### Stated exercise
Report every line of the data below that holds the string "tall", copying each line in full. Matching is case-sensitive.

--- Start Source records ---

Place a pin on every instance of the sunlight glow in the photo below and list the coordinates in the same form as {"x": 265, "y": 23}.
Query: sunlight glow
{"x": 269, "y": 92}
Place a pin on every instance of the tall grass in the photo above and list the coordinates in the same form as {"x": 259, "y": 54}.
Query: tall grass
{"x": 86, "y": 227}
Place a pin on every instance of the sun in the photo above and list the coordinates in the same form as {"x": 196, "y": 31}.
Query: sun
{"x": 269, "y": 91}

--- End Source records ---
--- Start Source records ---

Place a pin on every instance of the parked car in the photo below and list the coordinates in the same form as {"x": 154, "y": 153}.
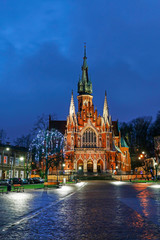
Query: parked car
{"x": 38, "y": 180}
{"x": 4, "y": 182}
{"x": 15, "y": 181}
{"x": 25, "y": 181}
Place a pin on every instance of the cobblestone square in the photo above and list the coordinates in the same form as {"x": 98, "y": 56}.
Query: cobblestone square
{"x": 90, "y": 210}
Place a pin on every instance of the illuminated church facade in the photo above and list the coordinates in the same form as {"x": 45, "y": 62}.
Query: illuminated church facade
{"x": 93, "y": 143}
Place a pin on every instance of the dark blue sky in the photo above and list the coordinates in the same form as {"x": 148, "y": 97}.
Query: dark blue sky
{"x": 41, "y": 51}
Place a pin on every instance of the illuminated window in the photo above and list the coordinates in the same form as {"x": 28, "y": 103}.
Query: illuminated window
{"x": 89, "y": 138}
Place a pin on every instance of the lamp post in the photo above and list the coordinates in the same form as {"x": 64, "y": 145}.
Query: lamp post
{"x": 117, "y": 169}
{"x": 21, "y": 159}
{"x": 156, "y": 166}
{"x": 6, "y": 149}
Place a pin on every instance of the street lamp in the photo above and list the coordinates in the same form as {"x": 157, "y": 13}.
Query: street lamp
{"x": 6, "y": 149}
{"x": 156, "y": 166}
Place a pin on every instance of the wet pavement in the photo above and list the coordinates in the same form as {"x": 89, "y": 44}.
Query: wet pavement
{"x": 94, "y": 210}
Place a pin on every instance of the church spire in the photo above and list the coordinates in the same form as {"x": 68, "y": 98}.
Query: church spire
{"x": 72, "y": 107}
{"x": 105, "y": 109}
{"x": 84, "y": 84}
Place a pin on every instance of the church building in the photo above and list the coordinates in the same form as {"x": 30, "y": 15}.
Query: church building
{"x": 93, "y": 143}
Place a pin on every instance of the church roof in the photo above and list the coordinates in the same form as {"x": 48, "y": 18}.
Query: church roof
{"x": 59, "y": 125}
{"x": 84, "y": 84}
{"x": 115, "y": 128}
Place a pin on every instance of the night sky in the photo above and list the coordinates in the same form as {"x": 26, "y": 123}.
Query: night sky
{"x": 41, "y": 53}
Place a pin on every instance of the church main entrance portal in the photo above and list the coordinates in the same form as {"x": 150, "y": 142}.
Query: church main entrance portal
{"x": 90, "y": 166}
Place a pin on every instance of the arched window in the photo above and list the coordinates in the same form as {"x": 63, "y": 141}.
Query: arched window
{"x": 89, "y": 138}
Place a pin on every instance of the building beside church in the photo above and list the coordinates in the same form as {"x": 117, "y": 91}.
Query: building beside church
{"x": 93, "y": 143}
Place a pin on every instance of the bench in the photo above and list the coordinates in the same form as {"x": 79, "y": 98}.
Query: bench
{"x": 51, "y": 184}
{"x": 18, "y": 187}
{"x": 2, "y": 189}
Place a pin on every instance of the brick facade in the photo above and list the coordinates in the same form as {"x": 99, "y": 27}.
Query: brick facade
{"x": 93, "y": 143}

--- End Source records ---
--- Start Source records ---

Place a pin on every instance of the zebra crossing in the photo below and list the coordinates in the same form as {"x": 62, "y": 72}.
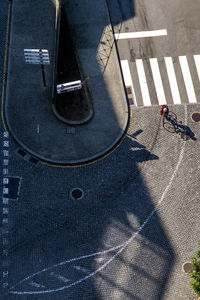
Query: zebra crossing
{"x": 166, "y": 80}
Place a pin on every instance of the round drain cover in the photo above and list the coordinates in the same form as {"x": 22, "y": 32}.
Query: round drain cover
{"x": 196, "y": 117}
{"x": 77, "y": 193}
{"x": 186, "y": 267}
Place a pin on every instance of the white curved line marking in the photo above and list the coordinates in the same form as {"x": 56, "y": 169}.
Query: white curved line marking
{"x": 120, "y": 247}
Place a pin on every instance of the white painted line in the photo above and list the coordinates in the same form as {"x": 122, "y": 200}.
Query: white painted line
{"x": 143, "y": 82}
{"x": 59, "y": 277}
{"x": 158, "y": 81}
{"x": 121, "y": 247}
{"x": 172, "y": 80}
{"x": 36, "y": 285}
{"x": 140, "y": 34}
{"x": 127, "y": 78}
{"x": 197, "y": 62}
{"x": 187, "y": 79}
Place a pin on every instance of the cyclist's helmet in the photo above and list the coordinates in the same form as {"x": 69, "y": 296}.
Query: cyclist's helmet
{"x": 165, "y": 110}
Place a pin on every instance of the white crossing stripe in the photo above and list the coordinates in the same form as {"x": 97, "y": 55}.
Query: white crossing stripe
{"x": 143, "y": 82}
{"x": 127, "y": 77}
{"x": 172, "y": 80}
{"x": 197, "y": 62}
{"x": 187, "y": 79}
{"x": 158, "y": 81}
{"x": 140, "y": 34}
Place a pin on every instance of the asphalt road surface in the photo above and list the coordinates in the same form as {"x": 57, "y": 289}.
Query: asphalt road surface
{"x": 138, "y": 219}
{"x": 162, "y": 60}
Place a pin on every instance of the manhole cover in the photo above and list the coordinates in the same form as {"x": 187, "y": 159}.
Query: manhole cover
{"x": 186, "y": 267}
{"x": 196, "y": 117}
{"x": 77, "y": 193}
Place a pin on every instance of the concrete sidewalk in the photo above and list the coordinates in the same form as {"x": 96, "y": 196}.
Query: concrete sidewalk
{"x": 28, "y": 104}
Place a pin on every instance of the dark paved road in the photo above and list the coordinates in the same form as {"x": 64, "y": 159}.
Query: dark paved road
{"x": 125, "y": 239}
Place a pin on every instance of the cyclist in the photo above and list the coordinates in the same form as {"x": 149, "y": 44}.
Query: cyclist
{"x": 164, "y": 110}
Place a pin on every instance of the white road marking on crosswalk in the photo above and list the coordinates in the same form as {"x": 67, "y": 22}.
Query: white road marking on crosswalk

--- End Source records ---

### Task output
Place a pin on every instance of the tall grass in the photo above and list the coordinates in the same form as {"x": 259, "y": 54}.
Query: tall grass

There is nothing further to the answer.